> **Quoted passage**
▼▼▼

Artem Oppermann | Nov 14, 2022

How much does it cost to get medicine to market? It’s a fiercely debated figure, but one oft-cited estimate puts the average cost of developing a single Food and Drug Administration-approved drug at a whopping $2.7 billion.

Whatever the true cost, there’s no disagreement about the overall challenge: Drug development is spectacularly expensive and time-consuming — and those costs invariably roll down to patients. So anything drug companies can do to safely accelerate clinical trials is paramount.

What does this have to do with data lakes? In the case of AstraZeneca, quite a lot.

What Is a Data Lake?

Data lakes are central locations where large amounts of data is stored. Although data lakes often contain some amount of transformed, structured data, their unique advantage is their ability to store raw, unstructured data, which data scientists can quickly access and use to train and build models.

In 2014, the pharmaceutical company made the kind of sweeping data architectural change that phrases like “data journey” do little to capture. Before the revamp, the multinational company’s data was scattered, siloed and slow-moving. It was particularly noticeable on the finance and administrative side, where a glut of CRMs and ERPs directed data this way and that.

“We were spending more time discussing the quality of the data than the business strategy,” Andy McPhee, data engineering director at AstraZeneca, said last year. “We wanted to consolidate and get a single set of global metrics so we could monitor activity across divisions and markets and do comparisons that were not previously possible.”

▲▲▲

> **Collected data**

▼▼▼

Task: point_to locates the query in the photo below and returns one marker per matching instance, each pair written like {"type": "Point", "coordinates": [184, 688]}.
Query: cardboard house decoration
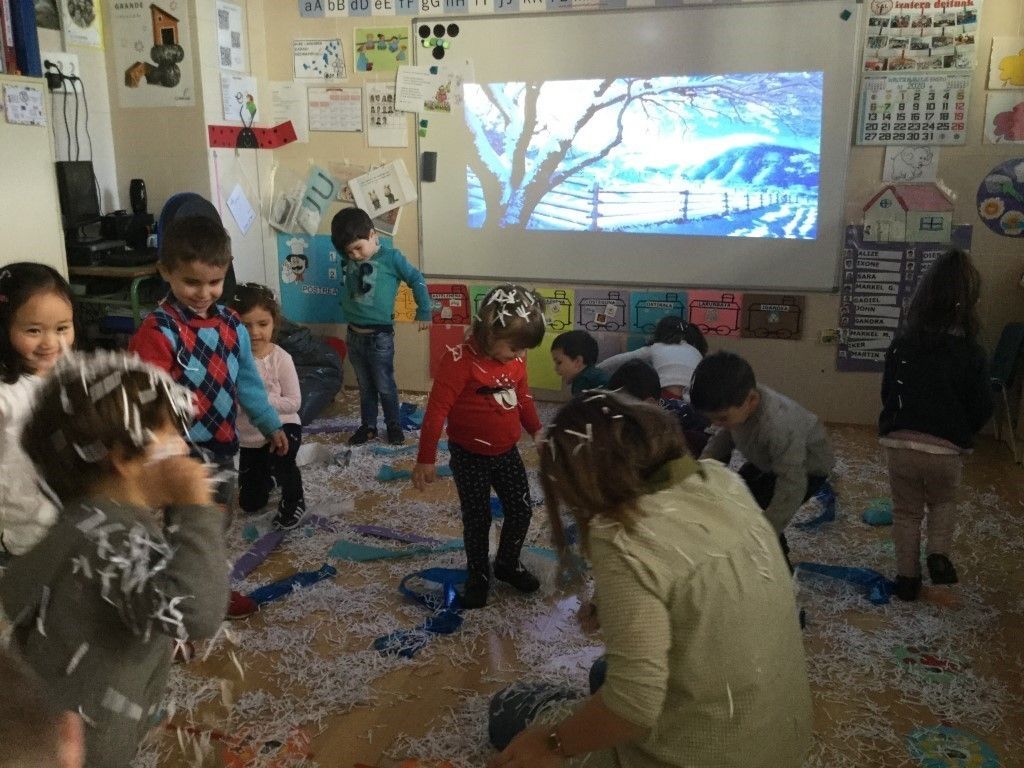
{"type": "Point", "coordinates": [908, 213]}
{"type": "Point", "coordinates": [165, 27]}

▲▲▲

> **About this task**
Rewrite the data lakes article from "Whatever the true" down to "and build models.", putting "medical trials" in place of "clinical trials".

> **Response area**
Whatever the true cost, there’s no disagreement about the overall challenge: Drug development is spectacularly expensive and time-consuming — and those costs invariably roll down to patients. So anything drug companies can do to safely accelerate medical trials is paramount.

What does this have to do with data lakes? In the case of AstraZeneca, quite a lot.

What Is a Data Lake?

Data lakes are central locations where large amounts of data is stored. Although data lakes often contain some amount of transformed, structured data, their unique advantage is their ability to store raw, unstructured data, which data scientists can quickly access and use to train and build models.